» **TASK DETAILS**: Set out every line of the items below as a Markdown table with two columns, Row and Line, numbering each row and skipping blank lines. Leave the pictures out of the answer.

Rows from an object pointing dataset
● ● ● ●

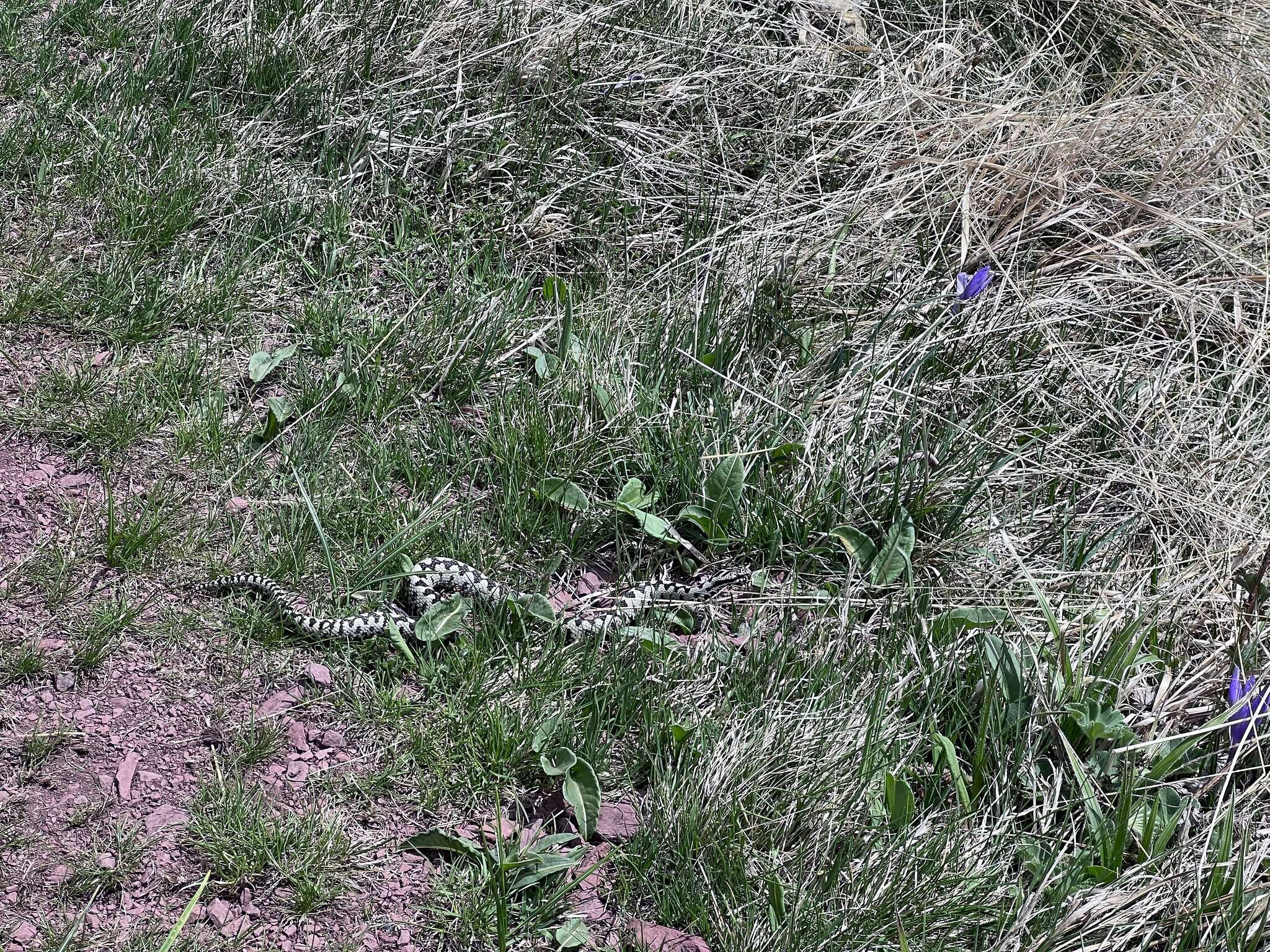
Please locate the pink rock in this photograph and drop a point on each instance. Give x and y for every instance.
(280, 702)
(662, 938)
(24, 933)
(59, 875)
(219, 912)
(164, 816)
(125, 774)
(299, 735)
(618, 822)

● ● ● ●

» **COMPLETE OUTPUT**:
| Row | Line |
|---|---|
| 1 | Please locate the pink rock in this photograph and drop a point on each instance. Give x and y for every instance. |
| 2 | (280, 702) |
| 3 | (662, 938) |
| 4 | (24, 933) |
| 5 | (59, 875) |
| 6 | (219, 912) |
| 7 | (164, 816) |
| 8 | (125, 774) |
| 9 | (299, 735) |
| 10 | (618, 822) |